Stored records
★ ★ ★ ★ ★ ★ ★
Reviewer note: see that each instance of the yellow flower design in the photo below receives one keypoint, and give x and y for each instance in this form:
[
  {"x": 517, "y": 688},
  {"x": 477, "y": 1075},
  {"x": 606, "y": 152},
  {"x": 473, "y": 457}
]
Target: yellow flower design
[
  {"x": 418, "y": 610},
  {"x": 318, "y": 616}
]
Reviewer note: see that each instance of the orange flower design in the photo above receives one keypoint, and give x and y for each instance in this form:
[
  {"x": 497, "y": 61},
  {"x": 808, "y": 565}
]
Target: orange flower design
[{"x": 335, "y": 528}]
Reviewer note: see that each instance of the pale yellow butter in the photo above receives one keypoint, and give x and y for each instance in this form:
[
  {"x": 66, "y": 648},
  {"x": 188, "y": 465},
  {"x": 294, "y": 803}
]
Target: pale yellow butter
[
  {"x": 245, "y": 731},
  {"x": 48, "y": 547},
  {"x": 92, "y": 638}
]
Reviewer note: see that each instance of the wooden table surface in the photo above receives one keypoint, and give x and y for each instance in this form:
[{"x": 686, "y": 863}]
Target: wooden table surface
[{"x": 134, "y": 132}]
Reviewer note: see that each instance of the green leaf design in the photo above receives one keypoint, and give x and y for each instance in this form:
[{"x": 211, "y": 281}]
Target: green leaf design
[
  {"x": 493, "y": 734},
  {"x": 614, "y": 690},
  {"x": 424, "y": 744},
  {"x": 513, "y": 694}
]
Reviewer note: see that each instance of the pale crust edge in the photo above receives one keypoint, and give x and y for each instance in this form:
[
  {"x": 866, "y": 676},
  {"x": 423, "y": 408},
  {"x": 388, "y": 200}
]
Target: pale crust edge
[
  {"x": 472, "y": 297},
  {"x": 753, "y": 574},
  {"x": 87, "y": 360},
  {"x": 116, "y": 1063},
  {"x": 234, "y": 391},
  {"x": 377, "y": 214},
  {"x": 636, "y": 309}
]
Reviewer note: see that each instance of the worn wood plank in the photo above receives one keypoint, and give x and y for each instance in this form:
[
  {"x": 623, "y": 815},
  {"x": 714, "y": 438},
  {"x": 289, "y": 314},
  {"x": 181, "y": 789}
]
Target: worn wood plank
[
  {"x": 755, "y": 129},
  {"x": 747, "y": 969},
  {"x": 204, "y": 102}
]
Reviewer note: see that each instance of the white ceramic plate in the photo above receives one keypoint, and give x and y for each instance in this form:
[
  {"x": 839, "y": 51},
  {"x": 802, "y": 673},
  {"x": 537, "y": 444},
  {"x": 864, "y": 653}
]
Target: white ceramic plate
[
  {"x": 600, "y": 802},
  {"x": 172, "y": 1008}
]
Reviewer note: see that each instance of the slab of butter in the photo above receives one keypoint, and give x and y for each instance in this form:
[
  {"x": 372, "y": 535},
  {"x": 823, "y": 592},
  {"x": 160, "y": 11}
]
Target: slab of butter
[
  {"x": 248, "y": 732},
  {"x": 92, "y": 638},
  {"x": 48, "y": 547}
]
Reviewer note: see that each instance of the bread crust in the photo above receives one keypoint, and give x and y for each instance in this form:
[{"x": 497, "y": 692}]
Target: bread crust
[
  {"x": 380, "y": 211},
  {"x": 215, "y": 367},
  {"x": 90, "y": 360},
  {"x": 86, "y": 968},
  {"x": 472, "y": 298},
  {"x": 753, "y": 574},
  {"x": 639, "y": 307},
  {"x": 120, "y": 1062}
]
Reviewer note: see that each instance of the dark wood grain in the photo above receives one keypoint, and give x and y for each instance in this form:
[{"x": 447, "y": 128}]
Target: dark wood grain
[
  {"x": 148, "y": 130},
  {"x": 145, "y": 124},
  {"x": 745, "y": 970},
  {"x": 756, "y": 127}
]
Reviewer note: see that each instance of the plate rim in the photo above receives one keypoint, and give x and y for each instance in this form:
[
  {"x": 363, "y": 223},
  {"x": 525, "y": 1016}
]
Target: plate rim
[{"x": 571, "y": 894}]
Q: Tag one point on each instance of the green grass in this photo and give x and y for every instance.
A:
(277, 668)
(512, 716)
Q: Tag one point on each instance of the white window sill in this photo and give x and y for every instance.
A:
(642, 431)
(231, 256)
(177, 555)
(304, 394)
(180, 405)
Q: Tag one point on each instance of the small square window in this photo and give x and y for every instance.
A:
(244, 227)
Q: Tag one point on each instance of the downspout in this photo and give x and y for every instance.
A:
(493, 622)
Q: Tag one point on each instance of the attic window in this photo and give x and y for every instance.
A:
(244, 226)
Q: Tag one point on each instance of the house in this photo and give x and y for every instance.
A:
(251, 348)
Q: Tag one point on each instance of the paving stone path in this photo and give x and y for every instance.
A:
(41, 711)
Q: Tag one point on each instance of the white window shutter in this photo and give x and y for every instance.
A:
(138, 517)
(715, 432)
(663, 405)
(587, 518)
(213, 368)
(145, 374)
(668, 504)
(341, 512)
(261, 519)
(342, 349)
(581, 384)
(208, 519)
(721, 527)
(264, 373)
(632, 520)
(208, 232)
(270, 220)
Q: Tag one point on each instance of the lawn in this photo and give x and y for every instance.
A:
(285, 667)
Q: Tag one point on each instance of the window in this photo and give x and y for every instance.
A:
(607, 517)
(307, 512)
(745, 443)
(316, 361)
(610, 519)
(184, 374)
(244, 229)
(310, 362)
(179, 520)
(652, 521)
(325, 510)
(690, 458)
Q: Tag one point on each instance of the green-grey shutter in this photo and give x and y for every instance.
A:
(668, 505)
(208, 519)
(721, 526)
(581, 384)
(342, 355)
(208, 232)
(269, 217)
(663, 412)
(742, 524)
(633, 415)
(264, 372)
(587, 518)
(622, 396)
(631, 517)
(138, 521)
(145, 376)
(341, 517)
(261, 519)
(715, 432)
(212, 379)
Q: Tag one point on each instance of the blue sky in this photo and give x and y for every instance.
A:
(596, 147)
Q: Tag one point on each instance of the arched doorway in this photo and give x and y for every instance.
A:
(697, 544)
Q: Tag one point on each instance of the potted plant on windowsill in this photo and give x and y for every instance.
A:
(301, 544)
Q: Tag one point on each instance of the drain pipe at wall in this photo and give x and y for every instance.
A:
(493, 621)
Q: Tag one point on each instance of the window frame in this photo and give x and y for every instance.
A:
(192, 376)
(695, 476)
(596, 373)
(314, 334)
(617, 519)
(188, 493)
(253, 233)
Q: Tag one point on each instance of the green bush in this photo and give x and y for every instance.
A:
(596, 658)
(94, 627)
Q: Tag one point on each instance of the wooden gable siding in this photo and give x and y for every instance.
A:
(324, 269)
★ ★ ★ ★ ★ ★ ★
= DIRECTION =
Edit the listing above by changing every "Reviewer note" to "Annotator note", and leave all other text as it is.

= CORRECT OUTPUT =
Annotator note: see that each instance of the yellow flower design in the photo below receives one keypoint, and give x and y for each instance in this form:
[
  {"x": 517, "y": 688},
  {"x": 477, "y": 1075},
  {"x": 606, "y": 152},
  {"x": 473, "y": 457}
]
Target: yellow flower design
[
  {"x": 418, "y": 610},
  {"x": 318, "y": 616}
]
Annotator note: see that each instance of the orange flower design in the photo above receives one keypoint, and give x and y for each instance in this form:
[
  {"x": 497, "y": 61},
  {"x": 808, "y": 565}
]
Target: orange flower design
[{"x": 335, "y": 528}]
Annotator note: see that each instance of the pale yellow butter in the photo above receives one keypoint, and give x and y for each instance in this form:
[
  {"x": 66, "y": 648},
  {"x": 188, "y": 465},
  {"x": 294, "y": 803}
]
Target: pale yellow butter
[
  {"x": 245, "y": 731},
  {"x": 48, "y": 547},
  {"x": 92, "y": 638}
]
Annotator note: see that each instance of the wooden table surface in the photo above receives one keypoint, and give x and y for each instance in this form:
[{"x": 686, "y": 863}]
Target: wooden table surface
[{"x": 134, "y": 132}]
Annotator note: see that each instance of the green leaf design in the photo above receives one keypoint, and give x and y for each instance in this form:
[{"x": 211, "y": 281}]
Target: green leaf design
[
  {"x": 493, "y": 734},
  {"x": 614, "y": 690},
  {"x": 424, "y": 744},
  {"x": 513, "y": 694}
]
Annotator note: see that each instance of the pale crust edge in the photo above receives one keypoint, and give x and y for each instance in this form:
[
  {"x": 866, "y": 676},
  {"x": 423, "y": 408},
  {"x": 388, "y": 200}
]
Target: pale crust edge
[
  {"x": 472, "y": 297},
  {"x": 753, "y": 574},
  {"x": 87, "y": 360},
  {"x": 116, "y": 1063},
  {"x": 234, "y": 391},
  {"x": 377, "y": 214},
  {"x": 636, "y": 309}
]
Annotator note: see that each instance of the worn wood plank in the photo above receives one keypoint, and give x and y for each instance in this form:
[
  {"x": 623, "y": 815},
  {"x": 714, "y": 438},
  {"x": 289, "y": 314},
  {"x": 181, "y": 789}
]
Target: worn wood plank
[
  {"x": 755, "y": 129},
  {"x": 747, "y": 969},
  {"x": 204, "y": 102}
]
Annotator note: see that each instance of the white ceramic plate in the photo above receives one keypoint, and give x and y for each instance in this form:
[
  {"x": 839, "y": 51},
  {"x": 802, "y": 673},
  {"x": 537, "y": 444},
  {"x": 864, "y": 653}
]
Target: white ceramic plate
[
  {"x": 600, "y": 802},
  {"x": 172, "y": 1008}
]
Annotator note: see that each instance of the slab of butter in the photo above receives one keypoint, and give x and y for each instance in this form:
[
  {"x": 372, "y": 535},
  {"x": 823, "y": 592},
  {"x": 160, "y": 11}
]
Target: slab of butter
[
  {"x": 248, "y": 732},
  {"x": 92, "y": 638},
  {"x": 48, "y": 547}
]
Annotator note: see that each instance of the bread crust in the photo above receives one keypoint, and give x and y for each instance in this form:
[{"x": 497, "y": 692}]
Target: bread crust
[
  {"x": 380, "y": 211},
  {"x": 215, "y": 367},
  {"x": 90, "y": 360},
  {"x": 86, "y": 968},
  {"x": 472, "y": 298},
  {"x": 753, "y": 574},
  {"x": 639, "y": 307},
  {"x": 120, "y": 1062}
]
Annotator note: see that each instance of the dark wood grain in the photo above receives one keypoint, and give x and y for each instance in this form:
[{"x": 447, "y": 128}]
Target: dark wood grain
[
  {"x": 148, "y": 130},
  {"x": 145, "y": 124},
  {"x": 745, "y": 970},
  {"x": 756, "y": 127}
]
Annotator note: see that each instance of the plate rim in the photo above receives one keypoint, and give x and y for each instance in this form:
[
  {"x": 363, "y": 223},
  {"x": 525, "y": 1016}
]
Target: plate rim
[{"x": 571, "y": 894}]
Q: Tag one point on each instance of the green grass in this photo and give x and y for every instance.
A:
(277, 668)
(512, 716)
Q: Tag one point on each instance of the white window sill in this photo and give x and y for every instance.
A:
(642, 431)
(231, 256)
(177, 555)
(304, 394)
(180, 405)
Q: Tag one point on each instance of the small square window in this photo and give x and y for every instance.
A:
(244, 227)
Q: Tag one point on each instance of the downspout in this photo and give x and y for every instance.
A:
(493, 622)
Q: Tag one point on each instance of the attic window in this photo and give x and y for every instance.
A:
(244, 226)
Q: Tag one point on each instance of the house in this photo and give x and y for every instance.
A:
(251, 348)
Q: Tag one point on each instance of the paving stone path in this photo and give x and y for every instance.
A:
(41, 711)
Q: Tag one point on each instance of the white window shutter in this photo and give x and y for every instance.
A:
(138, 517)
(715, 432)
(663, 405)
(587, 518)
(213, 368)
(145, 374)
(668, 504)
(341, 512)
(261, 519)
(342, 349)
(581, 384)
(208, 519)
(721, 527)
(264, 373)
(632, 520)
(208, 232)
(270, 220)
Q: Tag one point on each instance of the lawn in this photo and give x and y for every instance.
A:
(285, 667)
Q: Tag one point on each instance of the window in this photo and give x and y for every instance.
A:
(607, 517)
(307, 512)
(745, 443)
(316, 361)
(610, 519)
(184, 374)
(244, 229)
(310, 362)
(179, 520)
(652, 521)
(325, 510)
(690, 458)
Q: Tag one point on each instance of the green-grey shutter in this photo and give x and y for every instance.
A:
(668, 505)
(208, 519)
(721, 526)
(581, 384)
(342, 355)
(208, 232)
(269, 217)
(663, 412)
(742, 524)
(633, 415)
(264, 372)
(587, 518)
(622, 396)
(631, 517)
(138, 521)
(145, 376)
(341, 517)
(261, 519)
(715, 432)
(212, 379)
Q: Tag one point on each instance of the blue sky in this photo and give x and y for every instance.
A:
(596, 147)
Q: Tag one point on each instance of the arched doorway in this photo and give x and y for every instance.
A:
(697, 544)
Q: Tag one point on each instance of the potted plant on windowsill in this photo and give x and y for every instance.
A:
(301, 544)
Q: Tag one point on each instance of the drain pipe at wall in this photo and give x and y for every instance.
A:
(493, 621)
Q: Tag one point on each instance of the window frame in this photo and give x and y for every instance.
A:
(192, 376)
(695, 476)
(596, 373)
(314, 334)
(617, 519)
(188, 493)
(253, 233)
Q: Tag one point on each instance of the green bush in this photo and give x and y for every instance.
A:
(596, 658)
(94, 627)
Q: Tag one point on each instance of the wooden gable siding in this photo and give x and y for every instance.
A:
(324, 269)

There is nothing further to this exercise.